■ TEXT SECTION
5.4.1 Self-calibration sequence and SCMAP or SCIMG

If you decide to use self-calibration, a good sequence of steps is:

  1. Use UVPLT to make a plot file showing the shape of the visibility function as a function of baseline length in the externally-calibrated data set. (See §6.3, especially §6.3.1, for information about plotting in AIPS.) To reduce the scatter, you may average the data over time and/or over spectral channel before plotting. UVPLT normally prepares the plot in memory before writing it to the TV or plot file. In this way, even very large data sets do not require large amounts of time. Use LWPLA to get hard copy of the plot file.
  2. If you can use a point-source model for the first iteration, i.e., if a range of baselines sufficient to calibrate all antennas is dominated by a single component (flat visibility function well above the noise), go to step 6 directly. This is frequently done with VLBI data, but is less common with arrays for which the initial calibrations are better, such as the VLA.
  3. If you must use a more complicated model, obtain a Clean-component representation of it by making and Cleaning an image of the externally-calibrated data using IMAGR. Leave the uv data in “TB” sort order for CALIB; IMAGR will sort them if it has to. Note that you may want to use a somewhat higher loop GAIN in a Clean to be used as an input model for an early iteration of self-calibration than you would for final deconvolution of a very extended structure. Task FACES can prepare an initial model for wide-field observations particularly at long wavelength.

■ EXTRACTED DATA
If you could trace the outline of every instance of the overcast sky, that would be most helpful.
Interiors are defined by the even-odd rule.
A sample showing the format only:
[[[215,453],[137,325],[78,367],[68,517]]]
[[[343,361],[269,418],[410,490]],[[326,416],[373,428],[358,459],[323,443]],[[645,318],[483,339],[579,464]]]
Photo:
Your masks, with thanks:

--

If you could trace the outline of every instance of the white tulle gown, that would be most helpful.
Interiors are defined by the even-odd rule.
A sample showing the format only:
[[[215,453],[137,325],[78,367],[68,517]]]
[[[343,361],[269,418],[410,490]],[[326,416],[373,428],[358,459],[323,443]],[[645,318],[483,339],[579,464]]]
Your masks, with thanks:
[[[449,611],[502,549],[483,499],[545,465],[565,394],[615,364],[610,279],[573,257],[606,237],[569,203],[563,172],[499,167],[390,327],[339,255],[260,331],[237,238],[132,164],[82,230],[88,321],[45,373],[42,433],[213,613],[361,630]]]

* * *

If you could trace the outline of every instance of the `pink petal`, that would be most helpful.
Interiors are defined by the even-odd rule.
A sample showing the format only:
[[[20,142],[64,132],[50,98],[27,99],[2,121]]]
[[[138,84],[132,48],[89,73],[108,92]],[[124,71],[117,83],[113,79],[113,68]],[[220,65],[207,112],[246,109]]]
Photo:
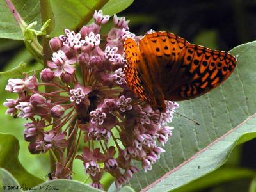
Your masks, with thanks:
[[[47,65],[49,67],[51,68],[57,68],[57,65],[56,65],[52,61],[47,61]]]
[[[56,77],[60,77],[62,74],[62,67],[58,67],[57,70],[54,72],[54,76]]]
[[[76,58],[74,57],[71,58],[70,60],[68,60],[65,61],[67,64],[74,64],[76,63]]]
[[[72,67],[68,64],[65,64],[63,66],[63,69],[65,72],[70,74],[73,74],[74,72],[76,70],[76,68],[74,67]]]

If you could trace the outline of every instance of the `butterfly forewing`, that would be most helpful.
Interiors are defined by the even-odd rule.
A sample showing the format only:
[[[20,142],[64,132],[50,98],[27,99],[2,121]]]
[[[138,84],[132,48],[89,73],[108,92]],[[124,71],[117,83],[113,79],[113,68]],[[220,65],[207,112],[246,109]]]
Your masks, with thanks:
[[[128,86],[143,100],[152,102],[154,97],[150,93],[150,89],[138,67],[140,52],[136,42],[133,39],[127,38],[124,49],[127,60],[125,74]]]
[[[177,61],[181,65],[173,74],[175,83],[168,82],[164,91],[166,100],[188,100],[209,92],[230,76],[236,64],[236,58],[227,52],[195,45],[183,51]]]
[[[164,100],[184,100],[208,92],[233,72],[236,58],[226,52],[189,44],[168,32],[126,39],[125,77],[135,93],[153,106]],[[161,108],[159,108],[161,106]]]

■ OBJECTIVES
**A.** List every AIPS program named in the numbered steps of the self-calibration procedure.
**B.** Supply the next part of the self-calibration procedure, starting after its final sentence.
The listing plays no part in the work that remains.

■ TASK RESPONSES
**A.** UVPLT, LWPLA, IMAGR, CALIB, FACES

**B.**
  4. Consider running CCMRG to reduce the number of components in the model. This improves the speed of the calibration and makes the first negative component be a real negative rather than a minor correction to previous positive components. Remember that merging the components does alter the model which is used to compute the gains unless you were going to include all components anyway. Note that IMAGR often merges the components automatically.
  5. Use PRTCC or TAPLT (as in the example in §5.3.6) to help you decide how many components from this Clean to include in the CALIB model. CCFND is also helpful. When you have decided this, determine the appropriate uv-limits for the gain solution by referring to the hard copy of the visibility function you made at step 1.
  6. Plan your CALIB inputs using the information given in the following two sections. The first few iterations are usually used to correct only phases; amplitude is normally corrected only in the last one or two iterations.
  7. Use CALIB to calculate the gain corrections. If DOAPPLY 0, it will apply them to produce a new, (hopefully) improved data set, and will also catalog the gain corrections as an SN extension to the input uv data file. You may set DOFLAG to produce and use new data flags based on closure failures.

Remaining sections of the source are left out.